§ What you are asked to do:
Please write what comes next in the forum post below about unrar speed tests on a Synology NAS, starting right after its final sentence.

§ Source text:
——
Maybe somebody with synology atom nas might find this helpful. Thanks to the kind help of Diaoul and Dr-Bean i managed to compile spksrc unrar on debian 7 32bit for x686 evansport platform to compare the performance of unrar compiled with spksrc against the linux commandline version from http://www.rarlab.com/download.htm

In my test i found the roshall build more than 2,5 times faster than the spksrc build on a password encrypted rarset with compression level store. I now use the roshall linux build for nzbget and sabznd on my nas.

Versions were 5.01 for both builds on a DS214play, DSM 4.3. Both versions used only 1 core, which is in my case actually 1 thread (2 physical cores with Hyper-Threading), accordingly the cpu-usage of unrar was at 25%. WIth unrar 5.0 it is theoretically possible for unrar to use more than one core, although i did never see it happen on my nas. ;-)
Owners of a Synology x64-nas might find this post helpful http://www.synology-forum.de/showthread.html?50070-NZBGET-Entpacken-schneller-machen

I unrared a 10gb file from 71 rarfiles, each file 150MB size. To finish 47 rafiles, the unrar_roshall needed 27min 16sec. unrar_spksrc needed 72min 55sec.

Update:

For completeness i tested also the version of unrar, which comes with Synology DSM 4.3, which is version 3.80 and additionally a version of unrar which was included in my sabnzbd installation from SynoCommunity / spksrc, which is version 5.0. The rarfiles are exact the same as above and the nas hardware as well.

To finish the 47 files the unrar_380_syn needed 30min 45sec, the unrar_5.0_sab_package needed 75min 41sec.

It looks like the Synology's own version of unrar has been optimized nicely for the hardware, but the roshals binary did run slightly faster in my test. The performance of the unrar which was included in the sabnzbd package (0.7.16-7) run similar to the binary i did compile on myself.

After setting ADDITIONAL_CXXFLAGS = -O2 or -O3 respectively in Makefile (many thanks to Dr-Bean for this fix) :) :

This time running on DSM 5.0 final:
To finish the 47 files the unrar_5.01_spksrc_o3 needed 22min 05sec, unrar_5.01_spksrc_o2 needed 23min 29sec (recompiled with CXXFLAGS = -O2 flag), the unrar_5.01_syn_DSM5.0 needed 30min 02sec (comes with synology DSM 5.0), the unrar_roshall needed 27min 36sec (unrar_roshall (see above) tested again, in order to check on possible systematic influence of DSM 5.0 on unrar performance).
——
Stored dataset items:
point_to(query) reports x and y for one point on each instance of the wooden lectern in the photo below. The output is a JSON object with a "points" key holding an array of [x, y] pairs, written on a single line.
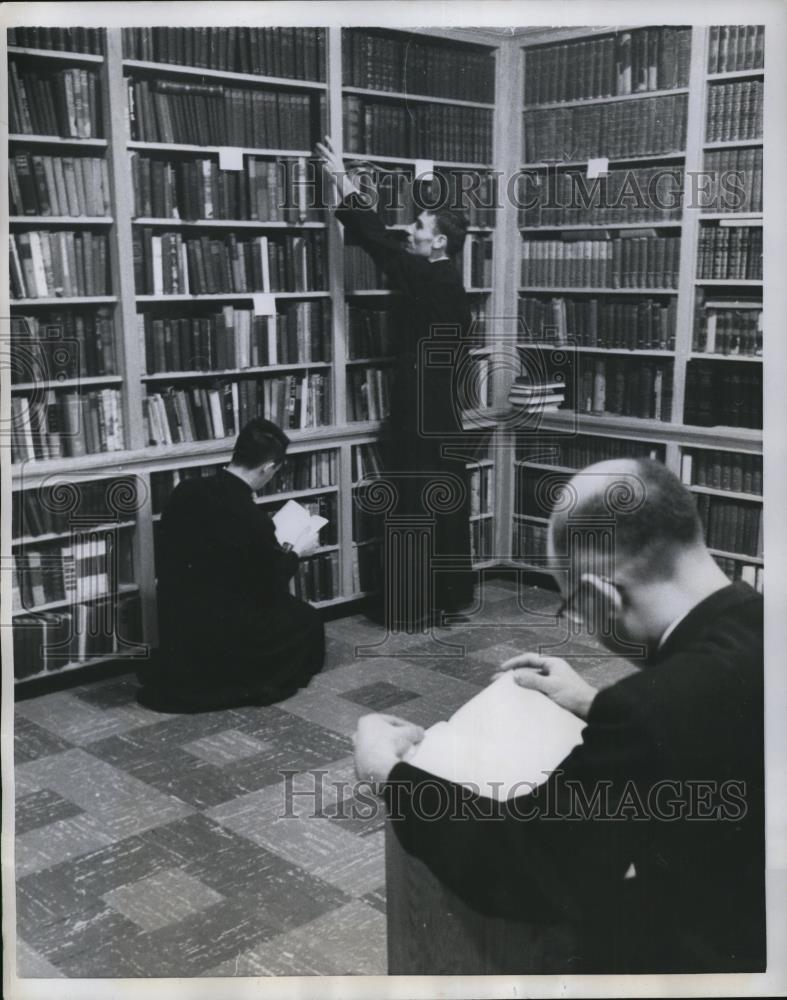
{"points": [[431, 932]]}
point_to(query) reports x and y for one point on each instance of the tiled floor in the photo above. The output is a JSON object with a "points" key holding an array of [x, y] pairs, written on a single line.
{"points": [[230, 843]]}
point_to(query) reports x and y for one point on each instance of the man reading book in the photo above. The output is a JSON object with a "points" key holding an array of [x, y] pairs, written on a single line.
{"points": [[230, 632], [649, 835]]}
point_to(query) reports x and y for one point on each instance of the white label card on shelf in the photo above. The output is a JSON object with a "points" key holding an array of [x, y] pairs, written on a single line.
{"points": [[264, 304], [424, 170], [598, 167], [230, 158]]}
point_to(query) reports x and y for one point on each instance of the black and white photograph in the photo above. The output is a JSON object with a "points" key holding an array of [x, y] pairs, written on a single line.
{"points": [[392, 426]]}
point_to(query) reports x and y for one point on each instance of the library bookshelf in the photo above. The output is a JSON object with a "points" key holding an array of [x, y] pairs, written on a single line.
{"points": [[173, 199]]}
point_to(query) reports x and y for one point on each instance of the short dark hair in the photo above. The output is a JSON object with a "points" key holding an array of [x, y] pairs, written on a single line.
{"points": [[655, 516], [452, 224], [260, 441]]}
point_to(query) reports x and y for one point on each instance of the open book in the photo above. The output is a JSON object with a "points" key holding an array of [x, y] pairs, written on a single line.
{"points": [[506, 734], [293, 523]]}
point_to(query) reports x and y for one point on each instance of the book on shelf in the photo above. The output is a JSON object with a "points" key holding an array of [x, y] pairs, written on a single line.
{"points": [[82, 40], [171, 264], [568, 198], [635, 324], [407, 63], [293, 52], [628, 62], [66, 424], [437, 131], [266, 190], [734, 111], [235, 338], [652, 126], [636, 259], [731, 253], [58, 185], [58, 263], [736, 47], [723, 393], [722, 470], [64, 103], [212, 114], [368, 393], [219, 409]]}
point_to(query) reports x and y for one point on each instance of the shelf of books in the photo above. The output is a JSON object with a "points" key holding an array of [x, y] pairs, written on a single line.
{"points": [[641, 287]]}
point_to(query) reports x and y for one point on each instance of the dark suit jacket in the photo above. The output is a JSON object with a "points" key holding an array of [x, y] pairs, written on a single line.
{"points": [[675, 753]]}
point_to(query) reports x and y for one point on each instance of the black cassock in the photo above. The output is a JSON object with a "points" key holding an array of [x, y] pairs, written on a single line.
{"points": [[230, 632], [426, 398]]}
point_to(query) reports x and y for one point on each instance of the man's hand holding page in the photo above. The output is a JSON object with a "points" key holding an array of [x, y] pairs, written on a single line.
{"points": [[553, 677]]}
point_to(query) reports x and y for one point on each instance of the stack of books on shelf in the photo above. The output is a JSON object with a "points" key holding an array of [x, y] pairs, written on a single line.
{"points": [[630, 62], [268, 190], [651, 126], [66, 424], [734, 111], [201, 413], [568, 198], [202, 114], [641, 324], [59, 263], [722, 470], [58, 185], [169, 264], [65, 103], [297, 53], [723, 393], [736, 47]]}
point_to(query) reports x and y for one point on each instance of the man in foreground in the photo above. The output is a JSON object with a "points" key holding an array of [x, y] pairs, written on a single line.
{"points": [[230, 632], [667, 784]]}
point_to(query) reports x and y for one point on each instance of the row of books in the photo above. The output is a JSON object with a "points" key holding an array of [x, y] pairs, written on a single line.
——
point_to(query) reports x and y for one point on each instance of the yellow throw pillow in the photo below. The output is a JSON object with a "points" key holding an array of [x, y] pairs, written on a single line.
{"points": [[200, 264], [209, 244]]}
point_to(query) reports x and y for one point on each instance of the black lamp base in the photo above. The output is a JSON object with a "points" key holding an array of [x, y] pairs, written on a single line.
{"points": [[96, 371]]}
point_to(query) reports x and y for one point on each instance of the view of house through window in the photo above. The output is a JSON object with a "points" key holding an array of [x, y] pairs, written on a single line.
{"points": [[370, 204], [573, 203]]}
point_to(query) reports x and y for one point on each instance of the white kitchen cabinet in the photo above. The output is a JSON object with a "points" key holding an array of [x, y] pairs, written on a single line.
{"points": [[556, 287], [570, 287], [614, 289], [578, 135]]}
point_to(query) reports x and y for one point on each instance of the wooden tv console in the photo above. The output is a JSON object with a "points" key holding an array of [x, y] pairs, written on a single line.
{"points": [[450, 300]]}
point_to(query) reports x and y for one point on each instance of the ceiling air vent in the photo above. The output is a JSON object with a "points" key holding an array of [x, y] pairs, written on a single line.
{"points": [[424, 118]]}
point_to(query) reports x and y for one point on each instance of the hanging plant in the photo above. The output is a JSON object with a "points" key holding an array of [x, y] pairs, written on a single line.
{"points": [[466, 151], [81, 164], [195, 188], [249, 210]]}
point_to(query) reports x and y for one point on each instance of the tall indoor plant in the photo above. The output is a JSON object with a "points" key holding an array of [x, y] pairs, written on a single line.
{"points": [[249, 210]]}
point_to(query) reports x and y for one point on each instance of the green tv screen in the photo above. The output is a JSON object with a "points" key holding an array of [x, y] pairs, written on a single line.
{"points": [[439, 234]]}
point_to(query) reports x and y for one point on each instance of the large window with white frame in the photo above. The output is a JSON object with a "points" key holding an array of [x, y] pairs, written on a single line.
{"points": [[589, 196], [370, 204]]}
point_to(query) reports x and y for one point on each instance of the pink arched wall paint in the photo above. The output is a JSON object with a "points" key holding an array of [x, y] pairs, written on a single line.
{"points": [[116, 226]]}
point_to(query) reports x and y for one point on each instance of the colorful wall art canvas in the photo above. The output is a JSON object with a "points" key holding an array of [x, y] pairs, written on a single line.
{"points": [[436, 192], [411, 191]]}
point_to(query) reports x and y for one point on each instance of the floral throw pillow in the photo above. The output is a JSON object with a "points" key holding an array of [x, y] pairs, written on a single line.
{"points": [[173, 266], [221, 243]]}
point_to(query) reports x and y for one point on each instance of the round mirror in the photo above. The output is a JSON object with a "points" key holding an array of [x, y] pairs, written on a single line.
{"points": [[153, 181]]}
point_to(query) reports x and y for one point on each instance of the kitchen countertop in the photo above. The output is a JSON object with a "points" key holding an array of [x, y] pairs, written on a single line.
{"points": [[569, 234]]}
——
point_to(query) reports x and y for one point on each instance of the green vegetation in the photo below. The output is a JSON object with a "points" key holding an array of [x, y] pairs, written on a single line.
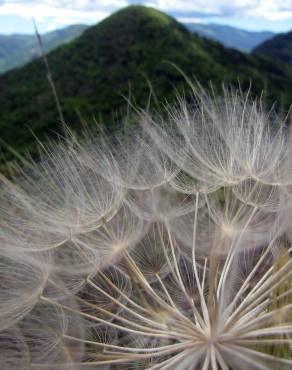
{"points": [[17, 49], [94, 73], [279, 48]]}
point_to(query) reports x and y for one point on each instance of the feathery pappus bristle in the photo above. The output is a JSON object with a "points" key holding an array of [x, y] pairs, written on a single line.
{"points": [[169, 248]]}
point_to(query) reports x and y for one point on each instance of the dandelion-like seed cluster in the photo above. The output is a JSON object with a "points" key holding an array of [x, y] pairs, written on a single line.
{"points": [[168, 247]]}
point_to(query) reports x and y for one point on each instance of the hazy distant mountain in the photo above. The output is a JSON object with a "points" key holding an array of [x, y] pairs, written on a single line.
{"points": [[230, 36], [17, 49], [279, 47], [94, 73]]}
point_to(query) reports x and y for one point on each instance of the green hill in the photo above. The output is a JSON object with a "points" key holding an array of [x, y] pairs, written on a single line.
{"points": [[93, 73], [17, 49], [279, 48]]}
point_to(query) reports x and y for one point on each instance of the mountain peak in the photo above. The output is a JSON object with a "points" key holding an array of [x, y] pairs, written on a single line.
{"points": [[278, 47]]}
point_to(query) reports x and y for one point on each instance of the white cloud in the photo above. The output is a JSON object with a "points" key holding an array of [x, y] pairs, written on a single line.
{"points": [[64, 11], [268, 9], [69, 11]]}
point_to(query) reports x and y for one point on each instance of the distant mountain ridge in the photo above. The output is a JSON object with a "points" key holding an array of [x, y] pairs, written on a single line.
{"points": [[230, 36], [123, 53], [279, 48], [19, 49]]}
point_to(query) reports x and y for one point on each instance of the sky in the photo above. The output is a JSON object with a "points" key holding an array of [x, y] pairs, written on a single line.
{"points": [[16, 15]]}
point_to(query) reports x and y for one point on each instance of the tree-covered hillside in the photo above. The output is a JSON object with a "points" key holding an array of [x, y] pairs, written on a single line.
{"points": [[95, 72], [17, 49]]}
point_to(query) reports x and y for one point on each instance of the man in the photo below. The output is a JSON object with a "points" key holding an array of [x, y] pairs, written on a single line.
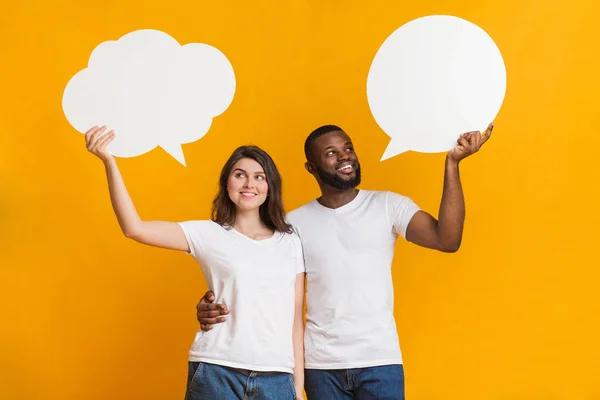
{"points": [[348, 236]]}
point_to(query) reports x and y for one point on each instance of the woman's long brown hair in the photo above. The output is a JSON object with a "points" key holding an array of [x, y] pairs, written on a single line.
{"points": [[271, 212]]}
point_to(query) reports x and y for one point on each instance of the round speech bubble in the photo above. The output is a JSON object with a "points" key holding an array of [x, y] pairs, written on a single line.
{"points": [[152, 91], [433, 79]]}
——
§ Expected answer:
The re-compiled unrar_5.01_spksrc_o3 did perform best of all tested unrar builds, unpacking around 6 percent faster than unrar_5.01_spksrc_o2 and 24 percent faster than the unrar_roshall on above rarset. The measured time difference of unrar_roshall in my tests on DSM version 4.3 and 5.0 respectively was small (around 1 percent), so this could be explained maybe better by random cause than to assume a systematic influence of the DSM version.

Update with unrar v5.1beta1 (28.03.2014):

I just downloaded and compiled the newest version of unrar v5.1beta1 with spksrc for my DS214play, after updating the digests file for the new hashes and the Makefile in cross/unrar/.

For the 47 files the unrar_5.1beta1_spksrc_o3 only needed 7min 30sec. Thats an speed improvement of 294 percent over the former number one unrar_5.01_spksrc_o3 (unrar version 5.0.14), which needed 22min 04sec.

To sort out any possible systematic influences, e.g. the new DSM Update DSM5update1 and possible changes to spksrc i recompiled unrar_5.01_spksrc_o3 and found no significant changes in speed: it needed 22min 10sec, which is a negligible difference and confirmes, that the speed increase of the new unrar beta 5.1beta1 is caused solely from the improvements in its code.

Ranking for DS214play (evansport x686, 2 cores, 4 threads), unpacking 47 parts:

  1. 7min 30sec unrar_5.1beta1_spksrc_o3 (compiled with CXXFLAGS = -O3)
  2. 7min 30sec unrar_5.1.2_spksrc_o3 (compiled with CXXFLAGS = -O3) (Update 13.04.2014)
  3. 22min 05sec unrar_5.01_spksrc_o3 (compiled with CXXFLAGS = -O3)
  4. 23min 29sec unrar_5.01_spksrc_o2 (compiled with ADDITIONAL_CXXFLAGS = -O2)
  5. 27min 36sec unrar_roshall (linux unrar commandline version 5.01 from rarlab.com)
  6. 30min 02sec unrar_5.01_syn_DSM5.0 (unrar that comes with synology DSM 5.0 final)
  7. 30min 45sec unrar_380_syn (unrar version 3.80 that comes with synology DSM 4.3 final)
  8. 72min 55sec unrar_spksrc (unrar version 5.01 compiled with spksrc on Debian 7)

Ranking for DS214 (armadaxp, 2 cores): (Update 14.04.2014)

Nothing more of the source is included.